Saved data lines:
============================================================

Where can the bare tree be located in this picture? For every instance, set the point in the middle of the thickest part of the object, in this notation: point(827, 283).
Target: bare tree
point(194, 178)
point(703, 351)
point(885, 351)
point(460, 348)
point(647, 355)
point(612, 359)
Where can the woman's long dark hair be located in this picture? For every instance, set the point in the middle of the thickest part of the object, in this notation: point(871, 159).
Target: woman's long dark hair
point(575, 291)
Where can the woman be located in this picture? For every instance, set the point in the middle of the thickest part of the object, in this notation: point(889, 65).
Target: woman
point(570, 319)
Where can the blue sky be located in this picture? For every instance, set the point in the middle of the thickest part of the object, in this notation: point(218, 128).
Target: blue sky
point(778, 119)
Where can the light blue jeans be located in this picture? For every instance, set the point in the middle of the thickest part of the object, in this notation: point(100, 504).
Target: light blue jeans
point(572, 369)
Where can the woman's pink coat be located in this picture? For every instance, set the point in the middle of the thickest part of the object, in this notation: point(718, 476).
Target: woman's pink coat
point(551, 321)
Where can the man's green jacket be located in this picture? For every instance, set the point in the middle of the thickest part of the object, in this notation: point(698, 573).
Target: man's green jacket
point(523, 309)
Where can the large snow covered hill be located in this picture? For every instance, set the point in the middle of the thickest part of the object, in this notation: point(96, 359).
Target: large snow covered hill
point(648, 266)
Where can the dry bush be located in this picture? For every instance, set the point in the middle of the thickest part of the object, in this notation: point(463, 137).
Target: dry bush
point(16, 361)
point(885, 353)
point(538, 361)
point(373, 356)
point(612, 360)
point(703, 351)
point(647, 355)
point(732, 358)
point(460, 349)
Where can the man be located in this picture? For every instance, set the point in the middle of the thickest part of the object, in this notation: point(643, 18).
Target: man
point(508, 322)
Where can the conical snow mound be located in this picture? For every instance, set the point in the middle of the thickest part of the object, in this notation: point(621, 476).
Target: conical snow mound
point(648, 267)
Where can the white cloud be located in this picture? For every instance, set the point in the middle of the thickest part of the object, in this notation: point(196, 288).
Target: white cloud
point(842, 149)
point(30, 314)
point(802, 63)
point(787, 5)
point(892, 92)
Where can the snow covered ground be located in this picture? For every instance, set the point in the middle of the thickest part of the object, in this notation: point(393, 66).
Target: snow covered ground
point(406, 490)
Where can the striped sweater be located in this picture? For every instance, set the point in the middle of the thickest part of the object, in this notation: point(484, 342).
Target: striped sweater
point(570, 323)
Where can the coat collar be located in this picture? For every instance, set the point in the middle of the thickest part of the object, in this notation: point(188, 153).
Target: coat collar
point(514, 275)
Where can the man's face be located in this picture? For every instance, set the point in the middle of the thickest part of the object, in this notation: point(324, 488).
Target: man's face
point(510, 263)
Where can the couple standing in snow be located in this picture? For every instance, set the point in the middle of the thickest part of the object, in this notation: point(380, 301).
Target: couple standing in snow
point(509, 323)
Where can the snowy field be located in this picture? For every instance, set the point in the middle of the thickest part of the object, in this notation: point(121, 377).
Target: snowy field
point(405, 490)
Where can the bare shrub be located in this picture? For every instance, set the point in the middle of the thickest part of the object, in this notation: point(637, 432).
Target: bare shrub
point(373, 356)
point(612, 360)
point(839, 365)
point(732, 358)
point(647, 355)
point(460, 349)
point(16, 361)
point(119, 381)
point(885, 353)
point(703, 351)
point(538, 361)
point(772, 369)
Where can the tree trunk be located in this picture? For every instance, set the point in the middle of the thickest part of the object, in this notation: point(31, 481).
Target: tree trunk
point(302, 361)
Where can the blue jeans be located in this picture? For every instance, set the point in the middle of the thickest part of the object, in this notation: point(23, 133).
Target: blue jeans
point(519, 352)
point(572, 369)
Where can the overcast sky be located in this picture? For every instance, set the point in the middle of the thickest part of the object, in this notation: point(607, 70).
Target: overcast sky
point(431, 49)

============================================================

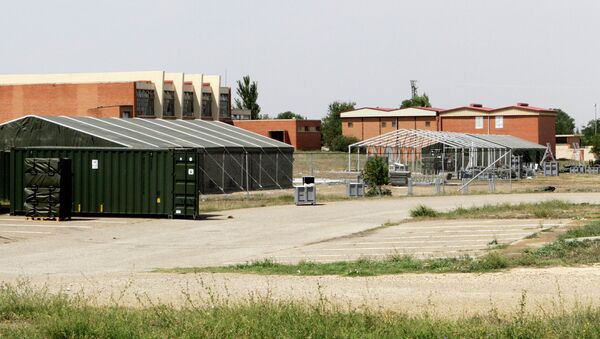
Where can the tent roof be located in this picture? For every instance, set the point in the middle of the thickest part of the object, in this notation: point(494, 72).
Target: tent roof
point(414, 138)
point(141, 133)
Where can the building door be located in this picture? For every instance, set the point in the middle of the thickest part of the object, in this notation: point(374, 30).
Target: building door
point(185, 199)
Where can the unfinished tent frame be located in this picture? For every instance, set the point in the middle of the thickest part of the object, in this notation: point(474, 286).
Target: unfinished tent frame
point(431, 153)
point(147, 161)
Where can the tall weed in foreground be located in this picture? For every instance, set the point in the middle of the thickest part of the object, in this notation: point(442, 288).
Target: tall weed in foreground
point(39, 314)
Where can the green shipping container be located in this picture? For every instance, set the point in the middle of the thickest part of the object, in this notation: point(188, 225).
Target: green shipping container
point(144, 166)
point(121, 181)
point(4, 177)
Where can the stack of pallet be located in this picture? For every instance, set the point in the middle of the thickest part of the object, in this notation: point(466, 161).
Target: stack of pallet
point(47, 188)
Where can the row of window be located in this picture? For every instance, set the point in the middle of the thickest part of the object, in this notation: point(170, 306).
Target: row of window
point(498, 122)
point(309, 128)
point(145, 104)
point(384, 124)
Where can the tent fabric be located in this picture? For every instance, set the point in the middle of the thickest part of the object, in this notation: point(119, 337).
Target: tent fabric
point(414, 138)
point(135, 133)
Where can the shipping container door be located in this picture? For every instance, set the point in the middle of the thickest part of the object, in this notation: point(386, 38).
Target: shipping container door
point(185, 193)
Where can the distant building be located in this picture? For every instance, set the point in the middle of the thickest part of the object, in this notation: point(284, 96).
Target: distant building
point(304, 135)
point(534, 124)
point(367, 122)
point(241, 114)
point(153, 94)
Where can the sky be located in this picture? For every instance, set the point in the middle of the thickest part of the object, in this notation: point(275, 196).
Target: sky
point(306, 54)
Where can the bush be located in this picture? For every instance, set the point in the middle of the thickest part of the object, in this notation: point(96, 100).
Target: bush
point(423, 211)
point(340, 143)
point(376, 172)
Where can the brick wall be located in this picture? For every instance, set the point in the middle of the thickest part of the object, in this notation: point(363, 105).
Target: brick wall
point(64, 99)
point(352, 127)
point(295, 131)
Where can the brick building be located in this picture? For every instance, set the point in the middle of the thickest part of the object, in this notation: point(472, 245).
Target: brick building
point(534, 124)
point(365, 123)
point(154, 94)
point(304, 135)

============================================================

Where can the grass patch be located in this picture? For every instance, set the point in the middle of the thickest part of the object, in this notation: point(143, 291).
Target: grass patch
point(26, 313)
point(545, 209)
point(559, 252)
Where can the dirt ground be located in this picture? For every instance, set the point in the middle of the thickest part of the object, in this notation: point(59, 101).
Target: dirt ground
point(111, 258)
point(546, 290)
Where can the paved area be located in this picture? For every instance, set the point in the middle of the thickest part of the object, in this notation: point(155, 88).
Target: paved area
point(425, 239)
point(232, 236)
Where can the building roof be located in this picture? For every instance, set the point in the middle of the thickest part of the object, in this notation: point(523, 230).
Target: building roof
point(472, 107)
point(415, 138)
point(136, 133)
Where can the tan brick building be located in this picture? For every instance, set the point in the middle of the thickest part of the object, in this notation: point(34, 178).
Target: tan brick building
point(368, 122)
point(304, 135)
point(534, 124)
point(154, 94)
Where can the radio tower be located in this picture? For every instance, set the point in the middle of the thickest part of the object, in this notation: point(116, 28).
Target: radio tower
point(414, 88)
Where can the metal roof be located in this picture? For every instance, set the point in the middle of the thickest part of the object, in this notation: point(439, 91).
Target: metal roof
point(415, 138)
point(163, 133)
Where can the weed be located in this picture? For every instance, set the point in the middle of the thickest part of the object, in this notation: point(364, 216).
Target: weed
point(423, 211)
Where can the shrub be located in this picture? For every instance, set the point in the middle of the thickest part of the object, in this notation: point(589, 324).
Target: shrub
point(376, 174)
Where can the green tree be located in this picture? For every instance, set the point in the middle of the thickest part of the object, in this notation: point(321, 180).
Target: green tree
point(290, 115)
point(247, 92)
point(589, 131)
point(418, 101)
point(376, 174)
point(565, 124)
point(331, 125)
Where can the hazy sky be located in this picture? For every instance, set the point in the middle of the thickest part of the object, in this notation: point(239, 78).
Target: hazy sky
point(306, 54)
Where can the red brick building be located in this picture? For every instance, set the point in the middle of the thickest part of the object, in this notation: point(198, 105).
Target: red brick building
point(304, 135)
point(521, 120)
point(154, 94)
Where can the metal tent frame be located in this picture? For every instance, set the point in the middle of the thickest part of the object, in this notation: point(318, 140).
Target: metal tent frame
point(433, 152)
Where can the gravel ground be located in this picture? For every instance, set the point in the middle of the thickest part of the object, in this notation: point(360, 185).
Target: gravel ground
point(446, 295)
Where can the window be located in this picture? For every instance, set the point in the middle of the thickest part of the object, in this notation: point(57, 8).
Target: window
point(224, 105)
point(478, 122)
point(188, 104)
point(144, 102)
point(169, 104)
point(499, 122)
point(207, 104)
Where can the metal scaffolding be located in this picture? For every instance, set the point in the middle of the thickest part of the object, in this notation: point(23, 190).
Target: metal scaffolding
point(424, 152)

============================================================

GOAL OF THE EXERCISE: Please output everything from the line containing "Where can the snow covered" down to the line containing "point(570, 323)", with both of those lines included, reproduced with no changes.

FINAL RESULT:
Where can the snow covered ground be located in this picture? For every instance, set the point in the middle of the thickest part of the object, in this notation: point(393, 66).
Target: snow covered ground
point(406, 490)
Where can the striped sweater be located in this picture? For every instance, set the point in the middle of the thickest part of the object, in this notation: point(484, 342).
Target: striped sweater
point(570, 323)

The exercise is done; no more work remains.